Task description -
List every line in the items below that contains the string "cereal", copying each line in full.

(Data records)
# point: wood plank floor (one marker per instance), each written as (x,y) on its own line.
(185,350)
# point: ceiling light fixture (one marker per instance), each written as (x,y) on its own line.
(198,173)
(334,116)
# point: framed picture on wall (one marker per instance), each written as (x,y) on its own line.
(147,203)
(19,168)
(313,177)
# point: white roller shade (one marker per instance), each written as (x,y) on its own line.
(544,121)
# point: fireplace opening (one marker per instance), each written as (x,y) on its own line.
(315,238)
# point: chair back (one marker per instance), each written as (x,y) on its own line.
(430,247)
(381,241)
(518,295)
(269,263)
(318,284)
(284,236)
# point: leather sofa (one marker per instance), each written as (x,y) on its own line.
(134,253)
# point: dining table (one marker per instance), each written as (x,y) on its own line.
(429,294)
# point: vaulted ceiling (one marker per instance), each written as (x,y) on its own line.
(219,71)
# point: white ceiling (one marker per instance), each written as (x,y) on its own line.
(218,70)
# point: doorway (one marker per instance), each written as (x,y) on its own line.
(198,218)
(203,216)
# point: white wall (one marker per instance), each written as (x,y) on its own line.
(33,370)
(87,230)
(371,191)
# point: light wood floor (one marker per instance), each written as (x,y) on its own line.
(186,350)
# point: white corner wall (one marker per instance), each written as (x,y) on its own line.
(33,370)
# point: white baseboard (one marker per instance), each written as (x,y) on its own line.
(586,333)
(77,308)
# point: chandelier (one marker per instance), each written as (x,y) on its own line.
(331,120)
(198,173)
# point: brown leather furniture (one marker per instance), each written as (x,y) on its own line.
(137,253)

==

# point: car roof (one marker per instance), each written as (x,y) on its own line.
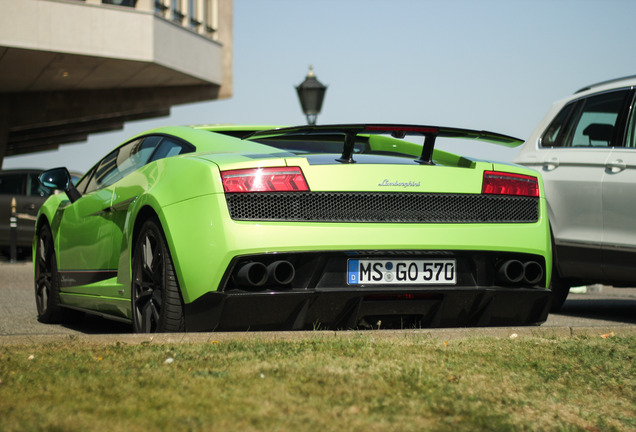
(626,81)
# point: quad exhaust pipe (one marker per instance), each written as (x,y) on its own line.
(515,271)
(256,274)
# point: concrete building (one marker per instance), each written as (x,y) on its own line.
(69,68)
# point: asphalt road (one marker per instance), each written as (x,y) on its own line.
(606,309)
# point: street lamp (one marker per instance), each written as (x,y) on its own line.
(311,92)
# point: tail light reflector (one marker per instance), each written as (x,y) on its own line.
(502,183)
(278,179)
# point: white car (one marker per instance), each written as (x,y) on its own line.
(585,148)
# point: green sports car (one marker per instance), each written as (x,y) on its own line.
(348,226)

* * *

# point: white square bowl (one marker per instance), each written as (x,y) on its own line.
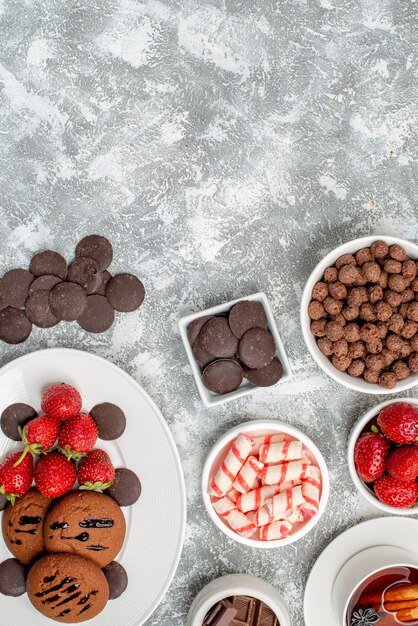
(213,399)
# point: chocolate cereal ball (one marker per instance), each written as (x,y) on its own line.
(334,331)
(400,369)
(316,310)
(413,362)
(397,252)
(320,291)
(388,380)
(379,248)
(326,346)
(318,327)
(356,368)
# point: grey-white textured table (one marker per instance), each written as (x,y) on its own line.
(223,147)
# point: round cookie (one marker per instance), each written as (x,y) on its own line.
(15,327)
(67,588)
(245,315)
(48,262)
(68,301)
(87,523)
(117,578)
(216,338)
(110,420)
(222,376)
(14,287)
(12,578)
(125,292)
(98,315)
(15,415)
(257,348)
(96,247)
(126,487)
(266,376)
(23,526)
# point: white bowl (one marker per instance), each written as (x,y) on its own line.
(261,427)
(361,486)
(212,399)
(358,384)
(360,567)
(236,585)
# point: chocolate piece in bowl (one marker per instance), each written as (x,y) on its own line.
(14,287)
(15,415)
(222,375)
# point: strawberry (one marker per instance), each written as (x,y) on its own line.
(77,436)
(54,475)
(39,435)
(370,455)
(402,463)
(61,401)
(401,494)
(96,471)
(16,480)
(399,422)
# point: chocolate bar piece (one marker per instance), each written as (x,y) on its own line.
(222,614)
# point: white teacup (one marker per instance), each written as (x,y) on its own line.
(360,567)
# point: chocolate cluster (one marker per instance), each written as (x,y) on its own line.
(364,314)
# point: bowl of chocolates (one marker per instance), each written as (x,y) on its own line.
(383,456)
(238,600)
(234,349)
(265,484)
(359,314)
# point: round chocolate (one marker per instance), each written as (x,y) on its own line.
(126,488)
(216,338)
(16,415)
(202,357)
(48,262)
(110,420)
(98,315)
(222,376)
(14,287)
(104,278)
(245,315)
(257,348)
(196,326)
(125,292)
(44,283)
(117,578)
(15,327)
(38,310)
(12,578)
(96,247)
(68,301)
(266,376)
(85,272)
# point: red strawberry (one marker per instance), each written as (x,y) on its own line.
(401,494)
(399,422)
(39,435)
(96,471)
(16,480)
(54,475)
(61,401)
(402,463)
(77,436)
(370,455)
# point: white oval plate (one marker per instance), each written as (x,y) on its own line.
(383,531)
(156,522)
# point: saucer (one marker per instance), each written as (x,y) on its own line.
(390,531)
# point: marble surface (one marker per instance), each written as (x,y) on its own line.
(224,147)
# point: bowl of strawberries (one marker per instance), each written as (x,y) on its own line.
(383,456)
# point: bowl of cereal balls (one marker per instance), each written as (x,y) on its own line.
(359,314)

Final answer -
# point: chocolate cereal ball (one marker per instance), each written as (x,y) on its own line.
# point: bowl of cereal balls (one marker per instance), each written as (x,y) on its own line.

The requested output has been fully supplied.